**Do this:**
Extract every line in the entries below that contains the word "black", and copy each such line in full.

* * * * * * * * *

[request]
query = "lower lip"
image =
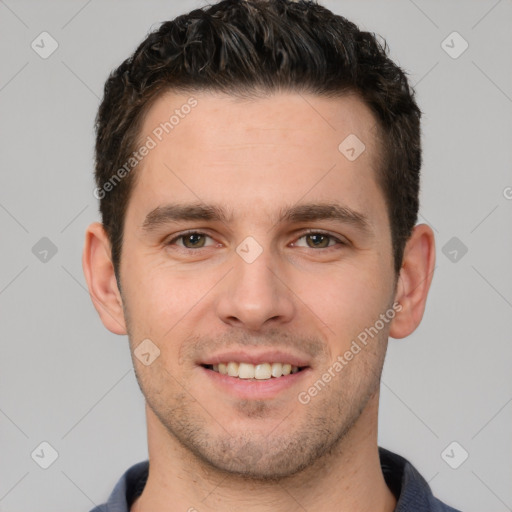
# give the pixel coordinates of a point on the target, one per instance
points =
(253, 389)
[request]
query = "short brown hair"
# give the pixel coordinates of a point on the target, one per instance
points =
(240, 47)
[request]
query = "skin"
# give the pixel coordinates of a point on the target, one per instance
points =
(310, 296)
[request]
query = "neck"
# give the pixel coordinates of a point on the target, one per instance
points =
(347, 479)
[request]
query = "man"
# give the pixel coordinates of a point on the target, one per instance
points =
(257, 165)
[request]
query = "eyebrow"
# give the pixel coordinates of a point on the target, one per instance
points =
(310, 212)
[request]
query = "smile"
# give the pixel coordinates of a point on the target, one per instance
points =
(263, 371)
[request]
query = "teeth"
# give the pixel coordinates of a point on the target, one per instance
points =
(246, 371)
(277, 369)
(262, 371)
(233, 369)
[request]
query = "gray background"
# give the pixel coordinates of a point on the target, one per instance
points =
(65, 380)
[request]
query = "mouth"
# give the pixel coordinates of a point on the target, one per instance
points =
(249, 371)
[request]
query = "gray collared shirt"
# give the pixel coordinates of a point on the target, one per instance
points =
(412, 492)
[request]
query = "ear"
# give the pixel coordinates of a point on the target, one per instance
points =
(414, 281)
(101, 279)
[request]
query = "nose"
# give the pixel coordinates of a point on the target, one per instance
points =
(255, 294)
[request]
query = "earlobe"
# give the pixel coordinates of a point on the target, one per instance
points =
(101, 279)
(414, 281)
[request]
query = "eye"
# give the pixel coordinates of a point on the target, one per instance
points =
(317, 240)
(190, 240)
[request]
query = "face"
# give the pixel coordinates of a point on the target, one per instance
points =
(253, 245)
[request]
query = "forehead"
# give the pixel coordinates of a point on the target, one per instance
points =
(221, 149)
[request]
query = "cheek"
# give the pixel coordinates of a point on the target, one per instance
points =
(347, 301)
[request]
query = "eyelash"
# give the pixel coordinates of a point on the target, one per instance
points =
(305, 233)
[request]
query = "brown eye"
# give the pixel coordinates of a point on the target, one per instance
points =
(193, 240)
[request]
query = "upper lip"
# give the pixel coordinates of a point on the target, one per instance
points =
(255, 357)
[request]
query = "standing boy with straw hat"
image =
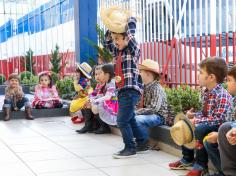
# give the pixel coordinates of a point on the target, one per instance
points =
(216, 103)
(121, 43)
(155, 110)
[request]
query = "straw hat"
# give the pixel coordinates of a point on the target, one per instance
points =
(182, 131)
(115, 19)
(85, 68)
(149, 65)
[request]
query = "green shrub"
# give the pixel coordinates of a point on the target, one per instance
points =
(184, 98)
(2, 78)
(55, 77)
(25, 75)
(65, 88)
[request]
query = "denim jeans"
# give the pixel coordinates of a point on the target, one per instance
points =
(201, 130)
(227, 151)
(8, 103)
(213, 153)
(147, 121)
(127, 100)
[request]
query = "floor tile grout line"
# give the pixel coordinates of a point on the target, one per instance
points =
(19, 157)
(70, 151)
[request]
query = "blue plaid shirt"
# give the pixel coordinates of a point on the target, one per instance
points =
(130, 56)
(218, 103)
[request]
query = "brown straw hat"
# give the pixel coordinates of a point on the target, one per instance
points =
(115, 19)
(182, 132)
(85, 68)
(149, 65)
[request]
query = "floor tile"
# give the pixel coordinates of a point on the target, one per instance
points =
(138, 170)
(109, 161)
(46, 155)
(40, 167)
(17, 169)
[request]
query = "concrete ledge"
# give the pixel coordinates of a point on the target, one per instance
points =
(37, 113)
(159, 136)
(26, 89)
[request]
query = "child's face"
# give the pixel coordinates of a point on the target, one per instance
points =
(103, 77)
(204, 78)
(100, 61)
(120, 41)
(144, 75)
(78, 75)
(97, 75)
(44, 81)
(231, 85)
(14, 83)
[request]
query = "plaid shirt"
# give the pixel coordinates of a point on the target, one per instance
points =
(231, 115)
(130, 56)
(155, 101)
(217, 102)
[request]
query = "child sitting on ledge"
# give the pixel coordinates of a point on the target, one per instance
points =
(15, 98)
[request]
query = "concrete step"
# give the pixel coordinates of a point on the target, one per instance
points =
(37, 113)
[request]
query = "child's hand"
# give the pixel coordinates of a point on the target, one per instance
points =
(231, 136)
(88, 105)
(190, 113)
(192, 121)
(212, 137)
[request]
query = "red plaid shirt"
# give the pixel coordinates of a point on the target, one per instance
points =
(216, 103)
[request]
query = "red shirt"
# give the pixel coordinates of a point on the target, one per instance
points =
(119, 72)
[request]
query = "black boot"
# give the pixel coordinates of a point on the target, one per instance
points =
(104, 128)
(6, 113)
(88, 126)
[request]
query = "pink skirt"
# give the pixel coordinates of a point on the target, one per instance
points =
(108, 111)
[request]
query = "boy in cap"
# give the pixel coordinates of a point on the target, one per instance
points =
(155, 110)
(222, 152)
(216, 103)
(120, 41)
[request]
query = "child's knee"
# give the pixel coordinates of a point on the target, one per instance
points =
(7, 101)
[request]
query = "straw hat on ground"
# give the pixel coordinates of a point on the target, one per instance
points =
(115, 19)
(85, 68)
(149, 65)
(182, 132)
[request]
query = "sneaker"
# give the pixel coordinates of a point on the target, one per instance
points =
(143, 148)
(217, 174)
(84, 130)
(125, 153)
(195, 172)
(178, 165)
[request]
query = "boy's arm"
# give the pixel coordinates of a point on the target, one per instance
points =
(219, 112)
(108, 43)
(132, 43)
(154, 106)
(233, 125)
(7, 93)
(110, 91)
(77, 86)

* * * * * * * * *

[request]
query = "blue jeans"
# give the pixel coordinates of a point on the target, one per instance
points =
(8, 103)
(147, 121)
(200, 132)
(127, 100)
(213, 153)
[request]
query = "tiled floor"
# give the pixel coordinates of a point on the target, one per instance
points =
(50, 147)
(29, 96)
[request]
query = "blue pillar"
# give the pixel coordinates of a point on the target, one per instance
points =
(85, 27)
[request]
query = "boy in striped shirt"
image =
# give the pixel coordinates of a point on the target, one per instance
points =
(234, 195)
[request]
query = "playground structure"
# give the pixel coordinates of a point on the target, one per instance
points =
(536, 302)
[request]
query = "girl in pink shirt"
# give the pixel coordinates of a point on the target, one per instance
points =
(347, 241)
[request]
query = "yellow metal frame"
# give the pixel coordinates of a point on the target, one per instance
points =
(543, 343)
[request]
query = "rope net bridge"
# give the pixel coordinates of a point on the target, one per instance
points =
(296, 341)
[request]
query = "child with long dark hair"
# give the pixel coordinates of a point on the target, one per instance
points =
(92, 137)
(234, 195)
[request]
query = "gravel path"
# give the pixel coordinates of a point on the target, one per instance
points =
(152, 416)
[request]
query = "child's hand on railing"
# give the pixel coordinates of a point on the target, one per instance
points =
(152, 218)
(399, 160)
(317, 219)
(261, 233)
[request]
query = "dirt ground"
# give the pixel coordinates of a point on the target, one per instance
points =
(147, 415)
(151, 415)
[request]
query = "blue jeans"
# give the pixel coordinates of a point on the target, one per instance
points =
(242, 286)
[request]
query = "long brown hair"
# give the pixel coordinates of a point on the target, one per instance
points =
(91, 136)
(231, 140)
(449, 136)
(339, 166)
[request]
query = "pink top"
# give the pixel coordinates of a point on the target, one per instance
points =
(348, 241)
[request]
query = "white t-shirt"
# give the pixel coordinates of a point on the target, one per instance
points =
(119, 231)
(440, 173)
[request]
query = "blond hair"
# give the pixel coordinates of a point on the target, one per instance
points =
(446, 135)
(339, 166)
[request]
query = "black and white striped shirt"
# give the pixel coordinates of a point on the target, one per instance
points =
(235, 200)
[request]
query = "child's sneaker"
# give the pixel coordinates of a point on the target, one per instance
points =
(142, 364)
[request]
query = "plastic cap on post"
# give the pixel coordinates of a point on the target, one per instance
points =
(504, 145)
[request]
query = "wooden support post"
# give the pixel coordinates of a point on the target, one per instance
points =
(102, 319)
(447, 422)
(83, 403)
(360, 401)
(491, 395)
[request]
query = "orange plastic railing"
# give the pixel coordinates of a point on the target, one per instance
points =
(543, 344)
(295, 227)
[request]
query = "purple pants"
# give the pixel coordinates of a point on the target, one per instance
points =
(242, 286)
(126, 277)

* * * * * * * * *

**Response:**
query = "black boot"
query = "black and white striped shirt"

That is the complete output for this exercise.